WHAT YOU WILL DO: From the line holding "Pick out the rocky cliff" to the final line of the entries, set down each line exactly, including both, and nothing more.

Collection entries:
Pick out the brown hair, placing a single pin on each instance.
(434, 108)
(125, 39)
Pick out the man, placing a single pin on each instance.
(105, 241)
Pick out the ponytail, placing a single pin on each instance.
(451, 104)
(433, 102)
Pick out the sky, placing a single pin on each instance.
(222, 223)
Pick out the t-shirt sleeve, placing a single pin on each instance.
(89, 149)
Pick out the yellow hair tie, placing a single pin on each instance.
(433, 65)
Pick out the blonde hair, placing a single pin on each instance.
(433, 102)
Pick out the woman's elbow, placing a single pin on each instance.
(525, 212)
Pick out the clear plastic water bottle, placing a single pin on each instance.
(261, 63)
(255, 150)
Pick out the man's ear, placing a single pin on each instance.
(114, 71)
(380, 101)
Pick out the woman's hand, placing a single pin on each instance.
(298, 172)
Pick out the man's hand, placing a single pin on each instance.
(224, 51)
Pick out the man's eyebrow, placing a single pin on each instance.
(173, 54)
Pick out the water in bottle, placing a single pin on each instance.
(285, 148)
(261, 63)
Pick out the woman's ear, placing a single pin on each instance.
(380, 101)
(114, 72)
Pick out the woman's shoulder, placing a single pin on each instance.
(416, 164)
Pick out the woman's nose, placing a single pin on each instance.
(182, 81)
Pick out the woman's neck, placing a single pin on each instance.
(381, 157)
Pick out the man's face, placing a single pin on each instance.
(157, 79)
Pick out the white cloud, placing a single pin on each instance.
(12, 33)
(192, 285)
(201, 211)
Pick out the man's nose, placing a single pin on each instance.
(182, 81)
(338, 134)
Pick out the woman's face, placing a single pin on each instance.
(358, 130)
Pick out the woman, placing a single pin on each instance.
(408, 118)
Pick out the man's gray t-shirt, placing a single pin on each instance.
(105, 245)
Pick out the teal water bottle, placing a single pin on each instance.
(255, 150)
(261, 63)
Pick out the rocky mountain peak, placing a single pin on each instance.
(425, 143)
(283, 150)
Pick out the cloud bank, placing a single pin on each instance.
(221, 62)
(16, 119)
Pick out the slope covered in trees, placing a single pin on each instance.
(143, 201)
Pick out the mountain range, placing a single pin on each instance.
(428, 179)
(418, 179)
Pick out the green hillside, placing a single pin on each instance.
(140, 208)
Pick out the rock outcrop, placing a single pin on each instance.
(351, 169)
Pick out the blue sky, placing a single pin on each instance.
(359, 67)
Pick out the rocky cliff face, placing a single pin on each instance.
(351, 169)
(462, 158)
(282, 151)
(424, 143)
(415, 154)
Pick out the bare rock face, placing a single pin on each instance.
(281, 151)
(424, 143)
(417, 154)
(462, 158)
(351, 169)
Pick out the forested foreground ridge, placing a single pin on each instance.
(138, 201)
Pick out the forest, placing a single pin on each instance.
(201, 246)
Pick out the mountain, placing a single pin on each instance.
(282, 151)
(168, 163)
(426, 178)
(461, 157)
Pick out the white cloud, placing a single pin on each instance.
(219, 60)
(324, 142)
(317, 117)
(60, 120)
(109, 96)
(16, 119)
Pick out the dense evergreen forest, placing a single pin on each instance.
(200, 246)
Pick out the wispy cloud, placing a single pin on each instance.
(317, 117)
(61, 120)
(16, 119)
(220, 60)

ANSWER FOR THIS EXERCISE:
Pick out the rocky cliff face, placing a single pin on each instance.
(351, 169)
(462, 158)
(282, 151)
(424, 143)
(415, 154)
Pick out the bare rock face, placing a single pin on each instance.
(281, 151)
(424, 143)
(417, 154)
(462, 158)
(351, 169)
Pick out the forested foreground ridge, placing a single pin on each instance.
(138, 201)
Pick out the forest, placing a single pin on each instance.
(201, 246)
Pick out the mountain, placing a single pin on each instance.
(282, 151)
(168, 163)
(426, 178)
(461, 157)
Pick out the white cloud, placing a single pin on each instance.
(219, 60)
(324, 142)
(317, 117)
(60, 120)
(109, 96)
(16, 119)
Pick out the dense evergreen forest, placing a single pin on each instance.
(200, 246)
Pick out the wispy cloud, placing a single pin on each instance.
(317, 117)
(61, 120)
(16, 119)
(220, 60)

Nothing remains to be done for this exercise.